§ TASKS AND EXERCISES:
- 1) Repeat the passage of the bond market review from "longer dated bond" to "to raise rates.".
- 2) Condense the paragraph of the bond market review that begins "Out of the major group of fixed income indices" into a short bulleted list that keeps its main facts.
- 3) Pick up the review of first-half 2009 bond market returns after its final sentence and write what follows.

§ TEXT TO READ:
>> Start

The first six months of 2009 go into the record books showing a clear
and decisive return of a risk taking appetite. This is an almost stunning
reversal of the attitude that prevailed to close out 2008. One investor
I spoke with told me this shows how fickle bond investors can be. My response
is that bond investors seized upon one of the best opportunities ever and
took advantage of the fallout from the events of last year that left bonds
trading at some pretty extreme levels (though this doesn't mean we
aren't fickle, by the way.) When reviewing our major fixed income
index returns data box at the end of this article you can see that some
fixed income asset classes can and do offer equity-like returns under the
right set of circumstances.
Out of the major group of fixed income indices we follow, the Treasury
index is the only one to post a negative return for the first half. That
index lost 4.3% as the yield curve steepened after the panic trade wore
off. While there was very little movement on the short end (3 and 6 month
maturities saw modest moves of only 10 and 8 basis points respectively)
longer dated bond yields (5, 10 and 30 years) did move higher by 100 basis
points or more. The short end should eventually see yields rise, but not
likely until there is a marked improvement in the economy and the Fed is
ready to raise rates.
The benchmark 10-year Treasury note closed out the first half with a yield
of 3.5% and a total return loss of 8.7%. The 30-year Treasury closed the
half with a yield of 4.3% and a total return loss of 23.3%.

Treasury Inflation Protected Securities or TIPS (more on them below) are
not part of the primary Treasury index, but they were the one area of
the Treasury market that did perform strongly in the first half of the
year. These non-conventional Treasury securities don't always move
in lock-step with the overall Treasury market. We have said that on any
given day they may seem to, but over extended periods, they have proven
to be less correlated than you might otherwise think. The first half
performance illustrates the point clearly as the TIPS index returned
6.2%
The corporate bond credit indices tracking both investment grade and speculative
grade rated bonds showed the most impressive returns, though the investment
grade category's 6.8% return seems downright paltry compared to the
30.4% return that high yield bonds returned. This speaks to my comment
above regarding the return of risk appetites. There is still a lot of risk
in high yield as defaults are rising and some of the compensation for taking
on the risk in the first place has been greatly diminished.
The municipal bond market performed very well in the first half even though
June performance was negative. The index that tracks munis returned 6.4%
to mark its best first half performance since 1995. Munis continue to be
a favorite of many high tax bracket investors not only for their tax-exempt
income, but also because of their high quality and traditionally low default
rates. Munis have been a very safe place to invest. Today muni investors
must come to grips with some negative headlines about the state of the
muni market as the impact of the housing market and economic weakness takes
its toll. Notwithstanding all of this, the muni market continues to be
attractive even though valuations relative to other asset classes have
come in quite a bit. We believe there are still some solid bargains to
be had, although they are getting a bit harder to find.

>> End

§ RECORDS:
>> Start

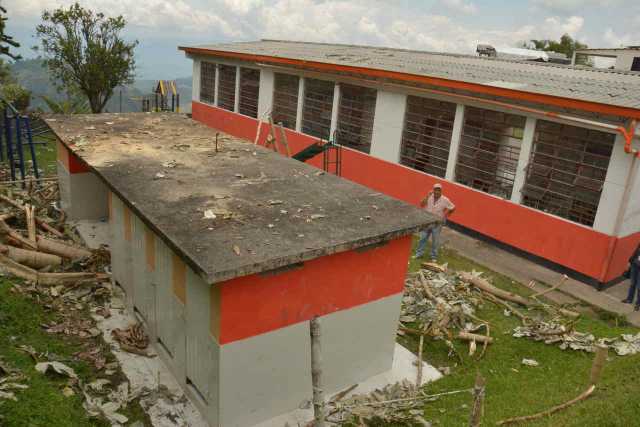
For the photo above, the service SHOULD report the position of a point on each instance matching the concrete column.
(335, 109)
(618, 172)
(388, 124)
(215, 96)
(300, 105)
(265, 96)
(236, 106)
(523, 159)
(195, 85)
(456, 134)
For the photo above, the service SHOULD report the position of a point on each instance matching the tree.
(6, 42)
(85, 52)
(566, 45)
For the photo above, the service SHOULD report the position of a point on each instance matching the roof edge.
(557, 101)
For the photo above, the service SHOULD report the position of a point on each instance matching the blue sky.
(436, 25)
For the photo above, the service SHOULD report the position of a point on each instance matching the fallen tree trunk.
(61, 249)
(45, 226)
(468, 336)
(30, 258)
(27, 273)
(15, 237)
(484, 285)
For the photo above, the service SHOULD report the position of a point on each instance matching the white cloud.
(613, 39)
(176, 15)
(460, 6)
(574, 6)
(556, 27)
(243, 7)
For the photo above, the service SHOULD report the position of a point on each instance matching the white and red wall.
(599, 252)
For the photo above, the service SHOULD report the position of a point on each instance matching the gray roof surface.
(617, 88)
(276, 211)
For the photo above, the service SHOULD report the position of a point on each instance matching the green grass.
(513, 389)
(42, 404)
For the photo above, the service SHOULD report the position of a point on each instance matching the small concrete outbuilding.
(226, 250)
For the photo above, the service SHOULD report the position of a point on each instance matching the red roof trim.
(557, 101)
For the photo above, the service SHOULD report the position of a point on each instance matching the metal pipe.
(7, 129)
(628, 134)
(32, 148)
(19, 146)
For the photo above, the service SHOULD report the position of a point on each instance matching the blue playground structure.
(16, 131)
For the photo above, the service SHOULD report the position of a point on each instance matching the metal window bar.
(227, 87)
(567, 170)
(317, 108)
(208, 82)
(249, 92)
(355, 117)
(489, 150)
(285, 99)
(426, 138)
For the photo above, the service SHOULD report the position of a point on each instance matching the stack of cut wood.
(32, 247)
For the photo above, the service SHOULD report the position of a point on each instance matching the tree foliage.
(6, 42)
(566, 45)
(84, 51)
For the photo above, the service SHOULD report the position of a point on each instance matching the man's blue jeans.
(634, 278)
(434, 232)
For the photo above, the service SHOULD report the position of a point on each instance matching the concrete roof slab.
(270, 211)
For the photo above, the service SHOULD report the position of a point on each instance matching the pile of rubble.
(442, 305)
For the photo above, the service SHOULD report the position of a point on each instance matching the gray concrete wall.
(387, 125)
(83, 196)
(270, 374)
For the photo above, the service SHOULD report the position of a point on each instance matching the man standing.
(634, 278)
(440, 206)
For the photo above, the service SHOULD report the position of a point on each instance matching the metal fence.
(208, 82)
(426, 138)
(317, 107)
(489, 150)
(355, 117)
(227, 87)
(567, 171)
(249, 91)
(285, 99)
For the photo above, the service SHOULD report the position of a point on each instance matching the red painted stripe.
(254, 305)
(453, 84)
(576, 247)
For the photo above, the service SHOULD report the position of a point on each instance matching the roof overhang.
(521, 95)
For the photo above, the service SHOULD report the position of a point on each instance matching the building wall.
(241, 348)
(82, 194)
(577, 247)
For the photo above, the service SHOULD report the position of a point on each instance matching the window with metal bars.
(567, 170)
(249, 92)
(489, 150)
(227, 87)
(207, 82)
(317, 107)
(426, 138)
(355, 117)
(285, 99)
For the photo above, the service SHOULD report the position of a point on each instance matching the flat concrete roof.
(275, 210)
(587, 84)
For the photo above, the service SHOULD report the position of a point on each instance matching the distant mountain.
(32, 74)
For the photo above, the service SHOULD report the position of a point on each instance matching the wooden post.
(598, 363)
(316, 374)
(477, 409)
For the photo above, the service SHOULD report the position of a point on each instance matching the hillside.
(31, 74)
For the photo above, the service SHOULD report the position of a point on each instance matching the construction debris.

>> End

§ RESPONSES TO THE TASKS:
- 1)
longer dated bond yields (5, 10 and 30 years) did move higher by 100 basis
points or more. The short end should eventually see yields rise, but not
likely until there is a marked improvement in the economy and the Fed is
ready to raise rates.

- 2)
- The Treasury index was the only major fixed income index followed to post a negative first-half return, losing 4.3%.
- The loss came as the yield curve steepened once the panic trade wore off.
- Short-end yields barely moved: 3-month and 6-month maturities shifted only 10 and 8 basis points.
- Yields on 5-, 10- and 30-year bonds rose 100 basis points or more.
- Short-end yields should eventually rise, but likely not until the economy improves markedly and the Fed is ready to raise rates.

- 3)
During the month the Federal Reserve met and, as anticipated, the board
left rates unchanged. Even though the market didn't expect any
change in interest rate policy, it was looking for an acknowledgment
that inflation is a growing concern for so many. Chairman Bernanke signaled
that the Fed is not concerned about inflation, saying it expects it to
be "subdued for some time." Of course, the Fed is capable
of taking back so much of what they have provided in terms of liquidity
should the data suggest otherwise. Recent inflation data (CPI) that was
released midmonth backs up the Chairman's inflation outlook -- for
now. One economist we follow says that "deflation is no longer
a threat, but an inflation problem has yet to materialize." Overall
the plan at the Fed is to stay the course as evidenced by their comment
saying that "conditions are likely to warrant exceptionally low
levels of the federal funds rate for an extended period."
There remain extraordinary deflationary forces at play (rising unemployment,
declining consumer spending, etc...) that have offset any inflationary
pressures in the system. We believe all fixed income investors should have
some level of insurance. We continue to big proponents of inflation-linked
bonds. This exposure is gained primarily through the use of TIPS funds.
They are of the highest quality (issued and guaranteed by the U.S Government)
and offer some insurance against inflation. The time to buy insurance is
before you need it.

Several months ago I wrote about the likelihood of taxes going up and today
it seems as though they have done that just about everywhere. The new
fiscal year for most states began on July 1st and that is why we have
heard so much about unbalanced budgets and the need for offsetting tax
increases over the past few weeks and months. The debate goes on in many
State Houses across the country between Governors, state legislators
and various special interest groups as to whether or not "we" can
afford to be raising taxes at such a time given the overall weakness
in the economy. The fact that so many states have raised taxes and are
willing to do so during tough economic cycles is nothing new. States "need" to
increase revenues (meaning taxes and fees) during recessions because
their budgets are as strained as everybody else's.
In the early 1990s recession, 44 states raised taxes and 30 states did
so in the TMT/dot-com bubble burst recession in the early 2000s. The fallout
from the bursting of the housing bubble related recession has seen 25 states
raise taxes since the start of 2009. There are a lot of nifty little revenue
enhancements taking place all over the landscape and the usual suspects
are being hit again -- alcohol, tobacco, the "wealthy",
the airwaves, tourists, diners and commuters to name a few. While you cannot
escape all of them, there is a way to seek shelter for some of your income:
municipal bonds.
While these tax increases are a negative for us as individuals, as muni
bond investors it can be viewed as a plus. This means that states, cities,
towns and various municipal agencies are taking the necessary measures
required to ensure they have the capital needed to pay their bills which
means meeting their debt service. This is fundamental to the muni bond
market.
It may be just a hunch, but I believe the next front on tax increases
will involve the Federal government. I'll have more on that in future
commentaries.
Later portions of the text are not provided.